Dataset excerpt
──────────
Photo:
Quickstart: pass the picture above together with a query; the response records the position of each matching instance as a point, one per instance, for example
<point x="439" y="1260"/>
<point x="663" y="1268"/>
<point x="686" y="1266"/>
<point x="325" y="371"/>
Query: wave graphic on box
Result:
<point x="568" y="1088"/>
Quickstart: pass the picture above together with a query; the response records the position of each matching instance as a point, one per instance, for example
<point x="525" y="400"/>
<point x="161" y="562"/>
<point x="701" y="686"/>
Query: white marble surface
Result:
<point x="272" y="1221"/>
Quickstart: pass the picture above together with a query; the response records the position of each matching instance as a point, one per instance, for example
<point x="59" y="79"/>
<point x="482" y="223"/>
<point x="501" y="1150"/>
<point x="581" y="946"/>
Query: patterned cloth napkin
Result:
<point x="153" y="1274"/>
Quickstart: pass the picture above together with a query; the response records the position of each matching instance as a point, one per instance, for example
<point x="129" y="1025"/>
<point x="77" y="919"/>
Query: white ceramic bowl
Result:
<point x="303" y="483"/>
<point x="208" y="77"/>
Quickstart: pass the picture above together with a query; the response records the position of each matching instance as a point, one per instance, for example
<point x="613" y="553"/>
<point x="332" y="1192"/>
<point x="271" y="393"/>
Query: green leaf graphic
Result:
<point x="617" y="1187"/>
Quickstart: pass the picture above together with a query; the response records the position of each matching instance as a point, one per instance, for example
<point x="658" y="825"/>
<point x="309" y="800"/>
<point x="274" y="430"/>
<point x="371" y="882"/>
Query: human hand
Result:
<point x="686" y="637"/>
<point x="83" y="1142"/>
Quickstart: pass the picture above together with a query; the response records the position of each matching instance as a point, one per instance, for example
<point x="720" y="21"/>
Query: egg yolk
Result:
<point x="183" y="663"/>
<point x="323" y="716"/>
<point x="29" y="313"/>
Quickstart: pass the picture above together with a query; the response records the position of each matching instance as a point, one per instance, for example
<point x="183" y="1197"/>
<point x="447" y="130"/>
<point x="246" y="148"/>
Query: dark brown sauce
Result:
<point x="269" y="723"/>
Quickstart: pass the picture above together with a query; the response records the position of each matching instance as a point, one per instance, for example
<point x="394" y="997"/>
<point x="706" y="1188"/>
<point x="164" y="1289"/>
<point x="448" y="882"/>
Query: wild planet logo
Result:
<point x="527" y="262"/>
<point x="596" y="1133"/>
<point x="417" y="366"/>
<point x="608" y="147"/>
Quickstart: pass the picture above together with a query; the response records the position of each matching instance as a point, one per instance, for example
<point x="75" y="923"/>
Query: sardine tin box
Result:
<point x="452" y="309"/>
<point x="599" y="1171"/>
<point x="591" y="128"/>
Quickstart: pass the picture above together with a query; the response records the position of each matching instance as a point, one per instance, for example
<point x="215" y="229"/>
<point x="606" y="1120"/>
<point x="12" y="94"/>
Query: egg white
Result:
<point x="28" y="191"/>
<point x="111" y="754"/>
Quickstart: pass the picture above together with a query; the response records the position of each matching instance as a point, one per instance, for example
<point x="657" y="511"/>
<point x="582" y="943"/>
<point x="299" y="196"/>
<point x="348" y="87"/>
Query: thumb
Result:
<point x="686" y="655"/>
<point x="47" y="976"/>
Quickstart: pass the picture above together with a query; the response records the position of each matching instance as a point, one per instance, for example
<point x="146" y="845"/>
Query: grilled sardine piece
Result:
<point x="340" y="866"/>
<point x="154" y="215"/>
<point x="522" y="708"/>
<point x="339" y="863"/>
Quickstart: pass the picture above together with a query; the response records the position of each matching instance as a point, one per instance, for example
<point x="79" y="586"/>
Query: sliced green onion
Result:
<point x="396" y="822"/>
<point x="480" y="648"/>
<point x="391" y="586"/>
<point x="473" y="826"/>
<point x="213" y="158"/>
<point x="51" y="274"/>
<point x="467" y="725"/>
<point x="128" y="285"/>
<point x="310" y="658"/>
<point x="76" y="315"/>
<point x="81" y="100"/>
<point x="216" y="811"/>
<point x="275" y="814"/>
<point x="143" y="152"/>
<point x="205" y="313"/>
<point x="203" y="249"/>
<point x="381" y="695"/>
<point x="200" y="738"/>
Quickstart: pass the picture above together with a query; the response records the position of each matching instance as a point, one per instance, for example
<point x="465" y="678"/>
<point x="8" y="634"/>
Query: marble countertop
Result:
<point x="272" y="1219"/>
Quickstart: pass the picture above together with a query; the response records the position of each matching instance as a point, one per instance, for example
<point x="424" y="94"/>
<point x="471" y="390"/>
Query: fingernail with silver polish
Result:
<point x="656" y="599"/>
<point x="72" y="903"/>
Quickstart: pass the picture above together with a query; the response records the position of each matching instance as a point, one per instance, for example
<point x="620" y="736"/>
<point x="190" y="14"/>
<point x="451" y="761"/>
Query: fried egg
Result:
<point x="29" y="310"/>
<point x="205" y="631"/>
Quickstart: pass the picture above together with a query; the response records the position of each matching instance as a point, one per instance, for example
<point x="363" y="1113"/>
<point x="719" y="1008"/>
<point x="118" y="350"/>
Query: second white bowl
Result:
──────────
-- EXERCISE AIM --
Reproduce each entry word for word.

-- ANSWER IN FULL --
Photo:
Quickstart: pass the picture above together with a query; the response records the position of each matching instance as a point, one per instance, for example
<point x="439" y="1260"/>
<point x="663" y="1268"/>
<point x="686" y="1266"/>
<point x="325" y="371"/>
Query: wave graphic on box
Result:
<point x="568" y="1088"/>
Quickstart: pass the picture above together with a query; the response records the position of each matching instance as a point, one per instance, for example
<point x="525" y="400"/>
<point x="161" y="562"/>
<point x="701" y="686"/>
Query: white marble surface
Result:
<point x="272" y="1221"/>
Quickstart: pass the picture above together with a query; the response records the position of each matching instance as a point, one per instance, for example
<point x="59" y="79"/>
<point x="482" y="223"/>
<point x="501" y="1150"/>
<point x="581" y="946"/>
Query: patterned cloth napkin
Result:
<point x="153" y="1274"/>
Quickstart: pass the picture above together with a query; the response records the position of each matching instance as a point, one per instance, for example
<point x="129" y="1025"/>
<point x="77" y="919"/>
Query: white ceramic bowl
Result:
<point x="303" y="483"/>
<point x="208" y="77"/>
Quickstart: pass the picture above together with a query; the response records the position of each matching instance as a point, one per instance, for example
<point x="613" y="553"/>
<point x="332" y="1192"/>
<point x="271" y="393"/>
Query: green leaf graphic
Result:
<point x="617" y="1187"/>
Quickstart: pass the picture above together with a query; the response records the position of each matching instance as a point, one per instance, for example
<point x="658" y="825"/>
<point x="309" y="800"/>
<point x="274" y="430"/>
<point x="371" y="882"/>
Query: human hand
Result:
<point x="686" y="637"/>
<point x="83" y="1142"/>
Quickstart: pass the picture above together with a query; the response records the position of each matching instance as a point, one per instance, for example
<point x="720" y="21"/>
Query: egg yolk
Result:
<point x="183" y="663"/>
<point x="323" y="716"/>
<point x="29" y="313"/>
Quickstart: pass the picture above together with a query; the response records the position of each matching instance as a point, one per instance, for example
<point x="183" y="1197"/>
<point x="447" y="130"/>
<point x="246" y="148"/>
Query: dark brown sauce
Result:
<point x="269" y="723"/>
Quickstart: pass the picture above together with a query; the response records the position of each matching instance as a point, one per instance, for example
<point x="394" y="997"/>
<point x="706" y="1188"/>
<point x="164" y="1289"/>
<point x="448" y="882"/>
Query: wild planet logo
Result:
<point x="527" y="262"/>
<point x="596" y="1133"/>
<point x="417" y="366"/>
<point x="608" y="147"/>
Quickstart: pass the picture above together with a query; the response records the position of each matching instance as a point, one per instance, for example
<point x="75" y="923"/>
Query: sardine tin box
Result:
<point x="452" y="309"/>
<point x="599" y="1171"/>
<point x="591" y="128"/>
Quickstart: pass the picture above together with a query; the response records the position of each matching instance as a point, one per instance, for example
<point x="215" y="229"/>
<point x="606" y="1120"/>
<point x="12" y="94"/>
Query: egg white
Result:
<point x="28" y="191"/>
<point x="111" y="754"/>
Quickstart: pass the picture above together with a query; the response records the position of each matching instance as a point, one per instance, for example
<point x="657" y="511"/>
<point x="582" y="943"/>
<point x="299" y="196"/>
<point x="348" y="87"/>
Query: thumb
Result:
<point x="686" y="655"/>
<point x="47" y="976"/>
Quickstart: pass the picture above together with a query; the response records the position of each matching instance as a point, one per instance, for example
<point x="146" y="845"/>
Query: grilled sardine piece
Result:
<point x="340" y="866"/>
<point x="154" y="215"/>
<point x="522" y="708"/>
<point x="339" y="863"/>
Quickstart: pass the picture above together with a query; the response records the position of each matching instance as a point, one per instance, for example
<point x="79" y="586"/>
Query: sliced green onion
Result:
<point x="396" y="822"/>
<point x="480" y="648"/>
<point x="391" y="586"/>
<point x="473" y="826"/>
<point x="213" y="158"/>
<point x="51" y="274"/>
<point x="467" y="725"/>
<point x="128" y="285"/>
<point x="310" y="658"/>
<point x="76" y="315"/>
<point x="81" y="100"/>
<point x="216" y="811"/>
<point x="275" y="814"/>
<point x="143" y="152"/>
<point x="205" y="313"/>
<point x="203" y="249"/>
<point x="381" y="695"/>
<point x="200" y="738"/>
Quickstart: pass the picture above together with a query; the response records the position of each matching instance as a point, one per instance, for example
<point x="465" y="678"/>
<point x="8" y="634"/>
Query: marble countertop
Result:
<point x="272" y="1219"/>
Quickstart: pass the picture above together with a query; the response records the position of each matching instance as a point, one per instance, for example
<point x="424" y="94"/>
<point x="471" y="390"/>
Query: fingernail with silver polish
Result:
<point x="656" y="599"/>
<point x="72" y="903"/>
Quickstart: pass the picture above together with a query; the response records the position of each matching instance as a point, one per instance, for example
<point x="620" y="736"/>
<point x="190" y="14"/>
<point x="451" y="761"/>
Query: fried egg
Result:
<point x="29" y="310"/>
<point x="205" y="631"/>
Quickstart: pass the picture above together with a query; the response records the position of each matching instance as a point, one per instance, for example
<point x="363" y="1113"/>
<point x="719" y="1008"/>
<point x="118" y="350"/>
Query: second white bowl
Result:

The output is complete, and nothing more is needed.